▶ Activity
Your task is to return the data below, word for word.

─── Given information

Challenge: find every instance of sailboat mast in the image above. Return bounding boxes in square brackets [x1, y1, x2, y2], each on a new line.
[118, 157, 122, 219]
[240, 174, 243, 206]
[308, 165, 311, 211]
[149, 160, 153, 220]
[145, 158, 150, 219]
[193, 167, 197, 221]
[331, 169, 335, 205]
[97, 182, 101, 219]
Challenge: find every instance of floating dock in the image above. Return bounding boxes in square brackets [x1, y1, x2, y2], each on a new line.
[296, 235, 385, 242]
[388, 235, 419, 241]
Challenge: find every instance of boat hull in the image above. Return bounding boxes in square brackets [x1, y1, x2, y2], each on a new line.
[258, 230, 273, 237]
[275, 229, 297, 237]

──────

▶ Result of this task
Challenge: find every instance of sailboat mast in the image above. Return bounding boxes in square brackets [x1, y1, x2, y2], each on a new line.
[118, 157, 122, 219]
[240, 174, 243, 206]
[308, 165, 311, 211]
[149, 160, 153, 220]
[145, 158, 150, 219]
[193, 167, 197, 221]
[331, 169, 335, 205]
[97, 182, 101, 219]
Challenge: find every instance of floating dock in the image above. Return bounding boxes in square brackets [x1, y1, x2, y2], each on a new line.
[296, 235, 385, 242]
[388, 235, 419, 241]
Challenge: find every instance of boat hull in the image above. Return bounding boxes in square brackets [x1, y1, x2, y2], each on a new line.
[258, 230, 273, 237]
[275, 229, 297, 237]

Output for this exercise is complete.